In an attempt to prove that affirmative action is one of modern America’s greatest “racist” atrocities, Mindy Kaling’s older brother did more than just embarrass himself with a poorly constructed experiment. His idea to pose as a Black man to more easily get accepted into universities actually added another anecdote to the already bursting file cabinet of reasons why affirmative action is absolutely necessary.
So here is a story you don’t see every day. In the country where Black men are getting racially profiled, gunned down, locked up at unbelievable rates and constantly being targeted by every racist institution that serves as America’s economic support beams, actress Mindy Kaling’s brother actually wanted to pretend to be a Black man.
So he did.
Vijay Chokalingam believed that with a GPA of 3.1 and an MCAT score of 31, his chances of getting accepted into the medical school of his choice were nearly nonexistent.
“Still, I was determined to become a doctor and I knew that admission standards for certain minorities under affirmative action were, let’s say…less stringent,” he writes in a forthcoming book titled Almost Black.
So that’s when he concocted a scheme to pose as a Black man in hopes that affirmative action would give him a better chance of getting into universities like Harvard and the University of Pennsylvania.

Natural-language descriptions of regions:

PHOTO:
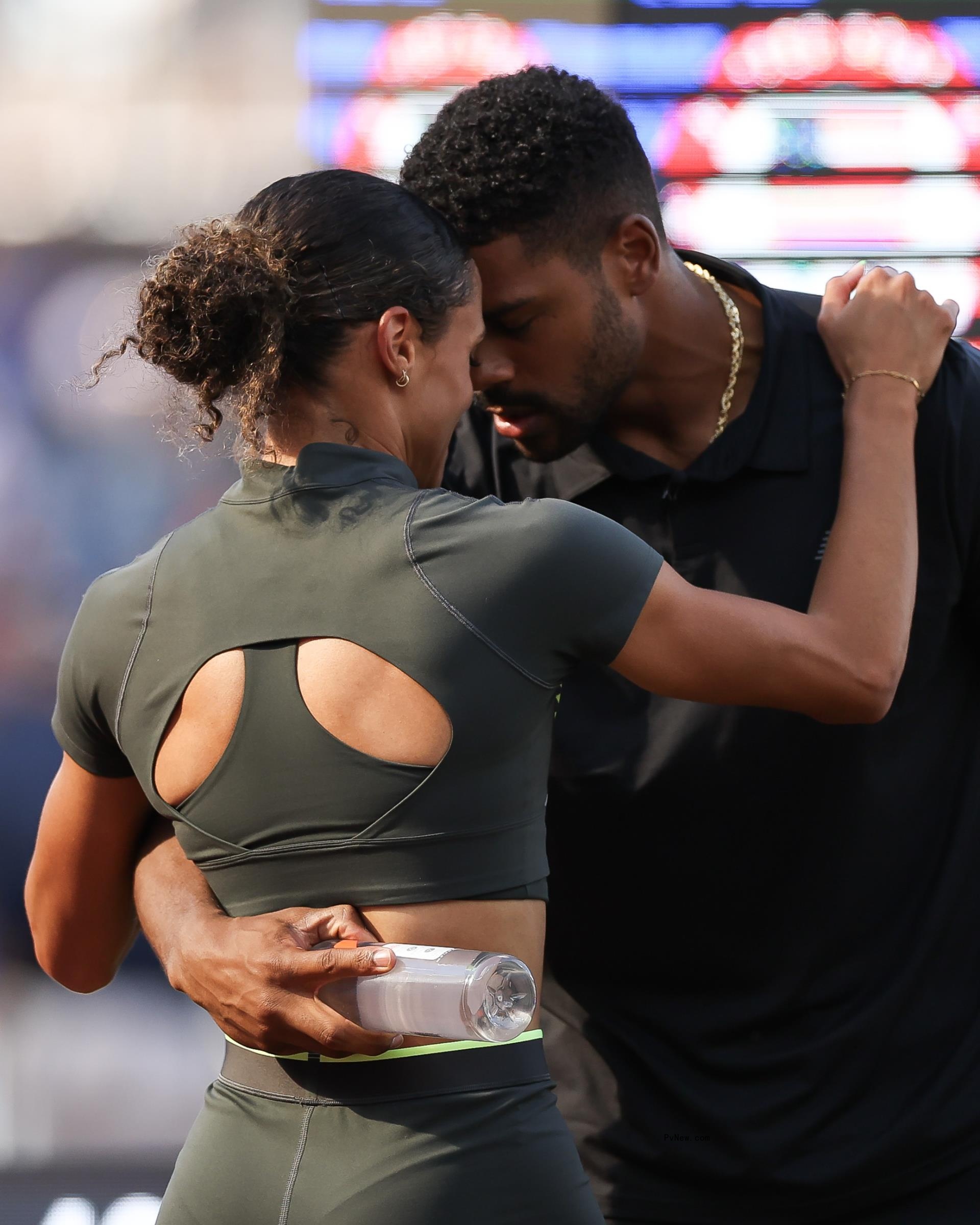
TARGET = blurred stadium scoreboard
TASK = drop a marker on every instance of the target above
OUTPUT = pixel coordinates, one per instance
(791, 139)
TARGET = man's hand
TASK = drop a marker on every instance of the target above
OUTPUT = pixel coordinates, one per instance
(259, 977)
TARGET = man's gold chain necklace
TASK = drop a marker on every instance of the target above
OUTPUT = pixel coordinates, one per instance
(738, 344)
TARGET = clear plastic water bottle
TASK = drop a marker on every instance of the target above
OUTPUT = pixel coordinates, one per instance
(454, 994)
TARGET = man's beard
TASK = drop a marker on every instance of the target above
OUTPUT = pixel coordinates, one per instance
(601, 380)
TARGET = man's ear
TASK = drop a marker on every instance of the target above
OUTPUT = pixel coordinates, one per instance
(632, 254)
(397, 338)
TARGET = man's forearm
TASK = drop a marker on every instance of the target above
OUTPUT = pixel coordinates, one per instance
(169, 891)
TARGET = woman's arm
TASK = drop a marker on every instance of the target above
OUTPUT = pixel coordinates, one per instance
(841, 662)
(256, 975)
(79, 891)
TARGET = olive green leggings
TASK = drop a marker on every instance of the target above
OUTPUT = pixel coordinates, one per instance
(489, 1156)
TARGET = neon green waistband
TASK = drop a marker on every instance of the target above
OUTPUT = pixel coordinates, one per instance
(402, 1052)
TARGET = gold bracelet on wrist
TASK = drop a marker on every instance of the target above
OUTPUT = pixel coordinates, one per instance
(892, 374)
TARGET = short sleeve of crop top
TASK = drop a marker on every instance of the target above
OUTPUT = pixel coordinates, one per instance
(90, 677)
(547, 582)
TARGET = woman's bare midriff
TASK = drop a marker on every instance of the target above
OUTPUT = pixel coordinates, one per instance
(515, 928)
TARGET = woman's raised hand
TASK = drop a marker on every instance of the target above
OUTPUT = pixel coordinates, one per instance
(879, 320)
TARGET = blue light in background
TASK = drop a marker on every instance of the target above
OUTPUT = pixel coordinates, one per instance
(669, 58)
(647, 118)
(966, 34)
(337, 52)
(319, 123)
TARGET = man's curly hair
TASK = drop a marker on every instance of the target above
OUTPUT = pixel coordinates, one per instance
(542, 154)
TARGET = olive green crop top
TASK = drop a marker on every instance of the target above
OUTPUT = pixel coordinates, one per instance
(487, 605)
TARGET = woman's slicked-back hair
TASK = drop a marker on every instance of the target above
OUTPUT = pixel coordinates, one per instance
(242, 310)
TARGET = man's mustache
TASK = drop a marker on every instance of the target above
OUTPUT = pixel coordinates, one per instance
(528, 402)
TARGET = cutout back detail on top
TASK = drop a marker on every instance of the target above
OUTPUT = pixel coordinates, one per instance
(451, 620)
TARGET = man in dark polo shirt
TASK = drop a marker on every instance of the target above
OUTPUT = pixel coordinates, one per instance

...

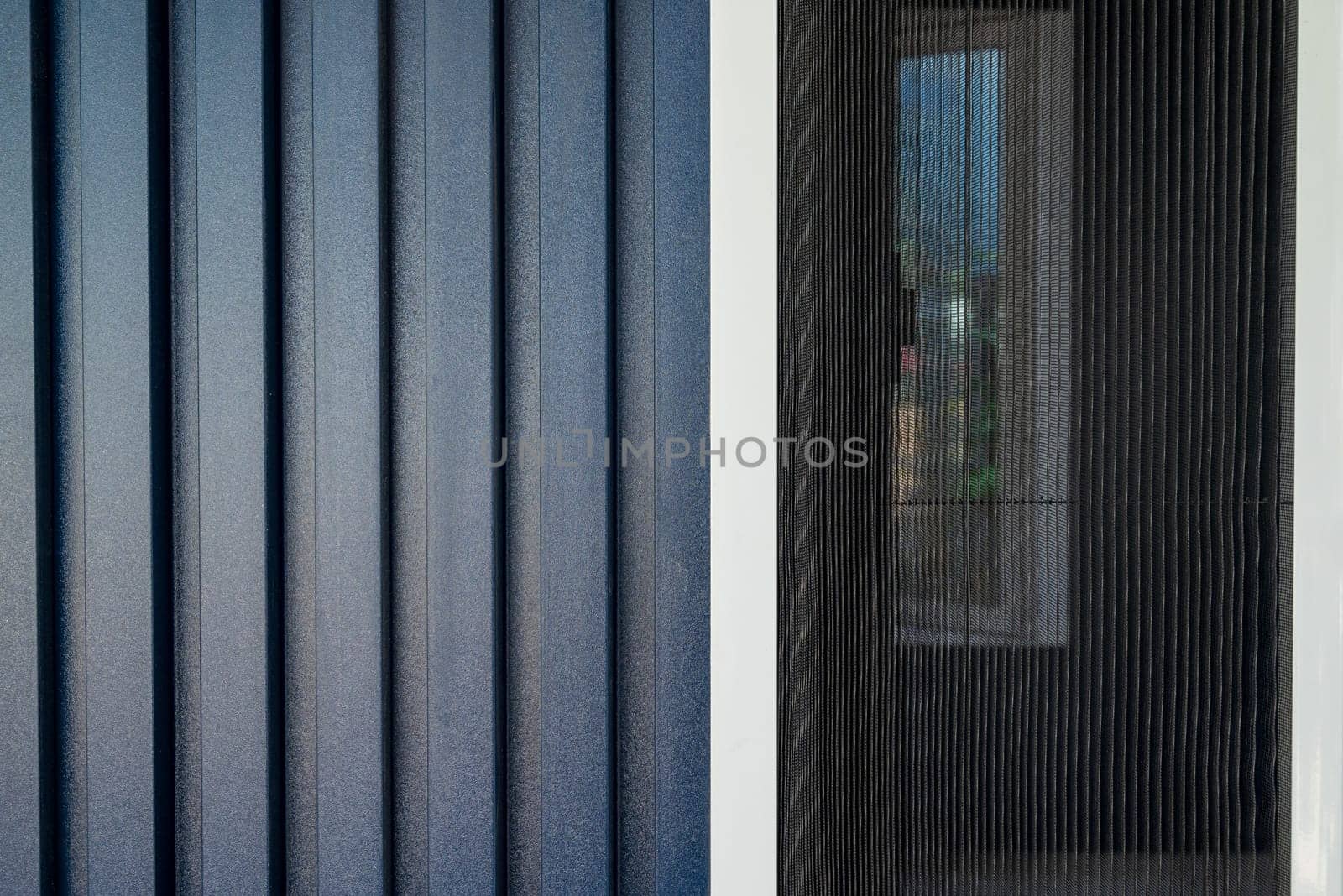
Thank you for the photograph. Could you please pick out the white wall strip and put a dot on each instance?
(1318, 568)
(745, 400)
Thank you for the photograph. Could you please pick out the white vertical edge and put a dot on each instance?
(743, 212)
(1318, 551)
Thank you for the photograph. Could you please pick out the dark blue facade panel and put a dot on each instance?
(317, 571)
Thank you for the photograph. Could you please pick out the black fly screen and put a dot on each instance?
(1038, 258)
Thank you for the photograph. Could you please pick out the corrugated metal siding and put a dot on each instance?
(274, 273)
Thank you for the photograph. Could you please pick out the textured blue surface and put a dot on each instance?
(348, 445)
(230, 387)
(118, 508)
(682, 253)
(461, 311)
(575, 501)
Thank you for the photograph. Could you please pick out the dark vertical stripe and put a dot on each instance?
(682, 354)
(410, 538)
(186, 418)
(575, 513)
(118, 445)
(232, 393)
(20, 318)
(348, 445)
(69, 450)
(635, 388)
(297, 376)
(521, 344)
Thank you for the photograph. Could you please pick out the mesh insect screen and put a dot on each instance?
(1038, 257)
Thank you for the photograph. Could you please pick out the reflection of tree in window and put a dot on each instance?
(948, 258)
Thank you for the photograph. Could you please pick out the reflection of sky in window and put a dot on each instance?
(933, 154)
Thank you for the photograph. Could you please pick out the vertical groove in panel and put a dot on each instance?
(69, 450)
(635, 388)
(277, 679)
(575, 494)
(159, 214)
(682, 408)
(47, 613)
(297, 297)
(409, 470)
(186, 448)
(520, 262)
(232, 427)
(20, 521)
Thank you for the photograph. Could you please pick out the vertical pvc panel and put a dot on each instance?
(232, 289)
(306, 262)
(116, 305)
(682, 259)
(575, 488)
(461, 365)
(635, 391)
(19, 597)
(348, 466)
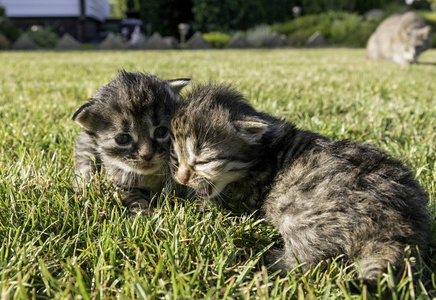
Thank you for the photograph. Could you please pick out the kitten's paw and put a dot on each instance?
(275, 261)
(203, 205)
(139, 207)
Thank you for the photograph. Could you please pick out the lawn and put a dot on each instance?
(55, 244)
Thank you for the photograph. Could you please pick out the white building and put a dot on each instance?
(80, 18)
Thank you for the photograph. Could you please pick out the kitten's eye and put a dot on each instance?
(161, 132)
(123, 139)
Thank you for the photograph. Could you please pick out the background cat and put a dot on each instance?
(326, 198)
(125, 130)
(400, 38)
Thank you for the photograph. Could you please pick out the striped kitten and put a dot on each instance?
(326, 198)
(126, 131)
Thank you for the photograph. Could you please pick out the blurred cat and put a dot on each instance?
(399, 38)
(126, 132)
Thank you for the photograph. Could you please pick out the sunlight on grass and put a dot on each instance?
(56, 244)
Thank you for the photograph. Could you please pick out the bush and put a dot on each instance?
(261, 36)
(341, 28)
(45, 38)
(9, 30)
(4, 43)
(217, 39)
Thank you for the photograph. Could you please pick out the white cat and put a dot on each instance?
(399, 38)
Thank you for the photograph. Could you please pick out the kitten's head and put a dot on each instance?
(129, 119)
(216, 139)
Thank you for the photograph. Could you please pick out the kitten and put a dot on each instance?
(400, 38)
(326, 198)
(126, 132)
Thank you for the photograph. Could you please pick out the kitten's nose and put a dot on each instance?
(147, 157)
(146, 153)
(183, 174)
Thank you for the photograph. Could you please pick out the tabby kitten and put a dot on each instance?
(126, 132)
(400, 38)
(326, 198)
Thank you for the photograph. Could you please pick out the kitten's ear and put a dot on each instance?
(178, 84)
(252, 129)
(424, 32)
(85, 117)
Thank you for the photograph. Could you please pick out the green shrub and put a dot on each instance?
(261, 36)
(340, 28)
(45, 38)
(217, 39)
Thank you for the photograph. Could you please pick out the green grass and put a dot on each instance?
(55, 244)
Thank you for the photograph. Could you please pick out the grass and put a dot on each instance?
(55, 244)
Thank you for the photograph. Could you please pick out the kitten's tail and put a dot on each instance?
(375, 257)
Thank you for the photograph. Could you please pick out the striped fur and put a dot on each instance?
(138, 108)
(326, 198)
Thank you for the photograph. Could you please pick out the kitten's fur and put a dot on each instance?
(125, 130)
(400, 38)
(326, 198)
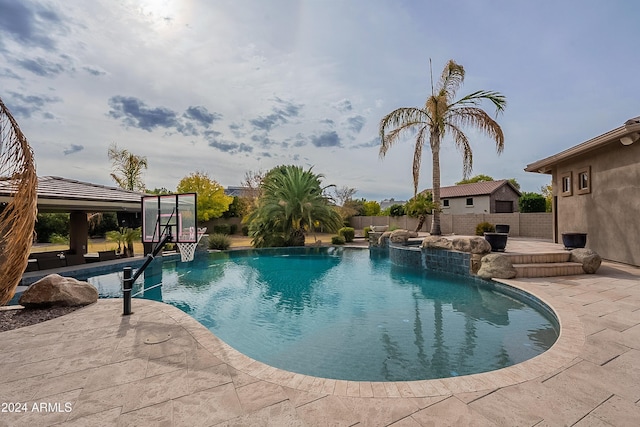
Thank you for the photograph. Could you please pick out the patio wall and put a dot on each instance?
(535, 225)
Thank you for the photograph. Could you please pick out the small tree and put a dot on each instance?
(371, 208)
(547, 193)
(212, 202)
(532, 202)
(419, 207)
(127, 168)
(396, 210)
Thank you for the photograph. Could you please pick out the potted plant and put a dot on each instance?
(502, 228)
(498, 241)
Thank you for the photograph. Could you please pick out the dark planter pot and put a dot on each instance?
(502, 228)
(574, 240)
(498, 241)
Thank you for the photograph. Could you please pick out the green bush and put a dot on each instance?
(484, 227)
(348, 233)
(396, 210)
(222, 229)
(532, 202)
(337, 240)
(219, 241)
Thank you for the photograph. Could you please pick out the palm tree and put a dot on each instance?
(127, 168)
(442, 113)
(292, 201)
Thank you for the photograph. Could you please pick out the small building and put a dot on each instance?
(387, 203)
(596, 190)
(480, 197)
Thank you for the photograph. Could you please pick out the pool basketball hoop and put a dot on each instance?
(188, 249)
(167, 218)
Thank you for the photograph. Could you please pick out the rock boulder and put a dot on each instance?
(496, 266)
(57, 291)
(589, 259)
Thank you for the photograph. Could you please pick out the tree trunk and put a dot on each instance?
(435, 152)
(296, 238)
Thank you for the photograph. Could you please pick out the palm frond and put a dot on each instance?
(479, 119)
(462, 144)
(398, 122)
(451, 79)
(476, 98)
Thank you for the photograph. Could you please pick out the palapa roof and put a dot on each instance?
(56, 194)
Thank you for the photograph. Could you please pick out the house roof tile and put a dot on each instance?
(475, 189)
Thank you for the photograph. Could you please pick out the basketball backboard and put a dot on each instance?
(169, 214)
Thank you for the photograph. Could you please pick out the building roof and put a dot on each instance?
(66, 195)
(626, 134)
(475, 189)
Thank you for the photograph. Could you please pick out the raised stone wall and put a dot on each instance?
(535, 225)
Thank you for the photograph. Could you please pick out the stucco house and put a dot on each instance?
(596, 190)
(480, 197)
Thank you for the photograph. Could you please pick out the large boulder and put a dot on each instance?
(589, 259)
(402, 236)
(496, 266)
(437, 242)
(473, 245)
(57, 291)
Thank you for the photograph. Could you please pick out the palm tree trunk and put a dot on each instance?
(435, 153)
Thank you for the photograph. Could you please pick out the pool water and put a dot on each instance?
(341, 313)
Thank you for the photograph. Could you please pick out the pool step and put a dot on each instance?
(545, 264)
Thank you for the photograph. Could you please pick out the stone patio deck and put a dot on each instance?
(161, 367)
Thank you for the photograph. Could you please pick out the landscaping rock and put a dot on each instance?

...

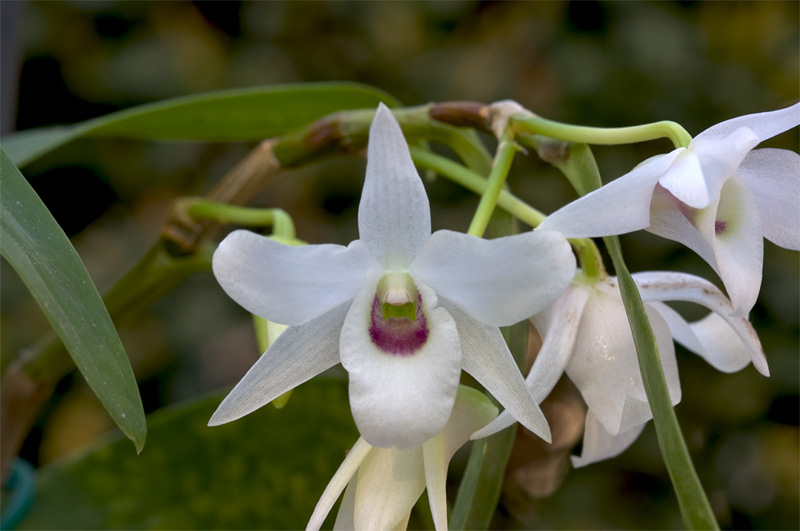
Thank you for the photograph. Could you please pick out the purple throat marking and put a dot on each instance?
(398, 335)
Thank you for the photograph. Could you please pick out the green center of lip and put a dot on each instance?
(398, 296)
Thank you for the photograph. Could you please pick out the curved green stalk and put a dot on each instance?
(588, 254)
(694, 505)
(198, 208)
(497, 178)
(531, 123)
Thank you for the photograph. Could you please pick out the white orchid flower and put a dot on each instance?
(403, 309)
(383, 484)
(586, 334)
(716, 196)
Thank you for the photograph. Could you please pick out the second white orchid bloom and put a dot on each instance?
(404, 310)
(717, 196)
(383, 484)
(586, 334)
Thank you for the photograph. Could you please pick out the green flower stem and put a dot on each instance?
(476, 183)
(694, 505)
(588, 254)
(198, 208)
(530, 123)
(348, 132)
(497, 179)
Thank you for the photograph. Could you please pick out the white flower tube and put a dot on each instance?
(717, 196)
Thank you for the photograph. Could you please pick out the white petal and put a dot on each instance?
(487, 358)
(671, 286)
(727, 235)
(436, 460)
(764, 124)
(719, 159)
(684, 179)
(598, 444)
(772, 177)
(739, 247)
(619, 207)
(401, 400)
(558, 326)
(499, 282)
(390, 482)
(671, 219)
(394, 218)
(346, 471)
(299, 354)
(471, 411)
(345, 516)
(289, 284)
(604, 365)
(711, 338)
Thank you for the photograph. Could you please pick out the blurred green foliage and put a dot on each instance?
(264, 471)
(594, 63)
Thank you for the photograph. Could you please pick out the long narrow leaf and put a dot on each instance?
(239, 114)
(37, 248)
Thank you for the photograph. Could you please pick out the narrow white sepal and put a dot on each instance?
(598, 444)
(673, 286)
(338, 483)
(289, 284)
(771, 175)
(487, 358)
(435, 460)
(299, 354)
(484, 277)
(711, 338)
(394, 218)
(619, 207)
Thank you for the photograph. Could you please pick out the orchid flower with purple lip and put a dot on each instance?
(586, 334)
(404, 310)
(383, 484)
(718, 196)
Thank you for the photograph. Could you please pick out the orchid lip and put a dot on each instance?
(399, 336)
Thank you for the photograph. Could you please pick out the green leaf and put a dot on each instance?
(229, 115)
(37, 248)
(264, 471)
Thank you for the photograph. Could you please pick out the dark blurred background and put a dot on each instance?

The task: What GPA and MCAT score did Vijay Chokalingam have, according to the passage about him? The items come from a source separate from the text.

Exercise answer: A GPA of 3.1 and an MCAT score of 31.